Sebbene la consuetudine con lo scritto, tipica delle letterature "occidentali", rischi di far ritenere svalutate le letterature orali, non va dimenticato che anche in un contesto di oralità come quello berbero vi è stata una consapevolezza dell'importanza del patrimonio letterario e sono sempre esistite figure delegate alla conservazione e alla trasmissione di questo patrimonio. L'esempio più tipico è quello degli imusnawen della Cabilia (sing. amusnaw, dal verbo ssen "sapere": "colui che detiene la tamusni, la conoscenza"). Ogni villaggio, ogni tribù aveva il suo amusnaw, che mandava a memoria una grande quantità di poemi antichi e moderni, conosceva le leggi consuetudinarie, le genealogie delle famiglie e la storia del paese, ecc. E quando l'amusnaw era un po' avanti con gli anni, si premurava di trovare qualche giovanotto dalla buona memoria a cui trasmettere, un po' alla volta, il proprio sapere, per non interrompere la "catena" degli imusnawen.

───

ATTIVITÀ DA SVOLGERE:
- 1) Nel testo sulla letteratura orale berbera, da quale verbo deriva il termine amusnaw?
- 2) Estendi il testo sulla letteratura orale berbera, riprendendo subito dopo la sua ultima frase.

DATI RACCOLTI:
───

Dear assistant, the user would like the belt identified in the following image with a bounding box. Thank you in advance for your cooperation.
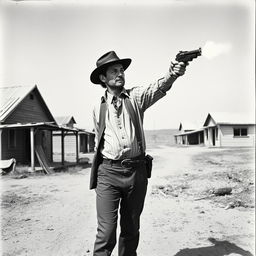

───

RISPOSTE ALLE ATTIVITÀ:
- 1) Dal verbo ssen, "sapere".

- 2)
Anche in altre regioni sono sempre esistite figure di riferimento per la conservazione e la trasmissione del patrimonio letterario. Oltre ai cantori e cantastorie "professionali" che esistono un po' dovunque (si ricordano in particolare le figure dei rrwayes nel sud del Marocco, degli imedyazen nel centro del Marocco, degli idebbalen e degli imeddahen in Cabilia), è interessante, in ambito tuareg, la figura dell'énalbad, una sorta di "segretario" dei poeti maggiori, che si incarica di apprendere e trasmettere nel modo più corretto le poesie composte da questi ultimi.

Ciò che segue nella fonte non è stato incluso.